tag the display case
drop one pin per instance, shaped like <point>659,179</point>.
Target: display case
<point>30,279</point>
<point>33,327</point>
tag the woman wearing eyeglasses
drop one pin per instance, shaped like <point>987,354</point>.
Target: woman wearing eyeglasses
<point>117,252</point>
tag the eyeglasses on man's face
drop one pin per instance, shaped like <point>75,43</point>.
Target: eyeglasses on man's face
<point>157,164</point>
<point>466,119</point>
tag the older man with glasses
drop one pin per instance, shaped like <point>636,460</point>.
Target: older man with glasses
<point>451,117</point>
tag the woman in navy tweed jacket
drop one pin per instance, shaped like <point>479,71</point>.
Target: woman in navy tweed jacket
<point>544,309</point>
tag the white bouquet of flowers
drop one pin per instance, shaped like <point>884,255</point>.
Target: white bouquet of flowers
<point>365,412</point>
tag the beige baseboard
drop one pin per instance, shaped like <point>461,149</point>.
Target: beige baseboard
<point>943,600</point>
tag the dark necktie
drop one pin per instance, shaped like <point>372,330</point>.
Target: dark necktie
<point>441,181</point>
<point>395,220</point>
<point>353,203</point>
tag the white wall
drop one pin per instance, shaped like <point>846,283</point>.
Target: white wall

## Problem to work on
Starting at the line that has "Target: display case" and ending at the line that has "drop one pin per instance, shaped like <point>75,43</point>.", please write out the lines above exactly, leaving out all others.

## Exercise solution
Target: display case
<point>30,279</point>
<point>33,327</point>
tag the woman wearing eyeglasses
drop one pin per instance, shaped like <point>987,354</point>.
Target: woman wearing eyeglasses
<point>117,252</point>
tag the eyeglasses on man's face
drop one pin per instance, shaped like <point>75,43</point>.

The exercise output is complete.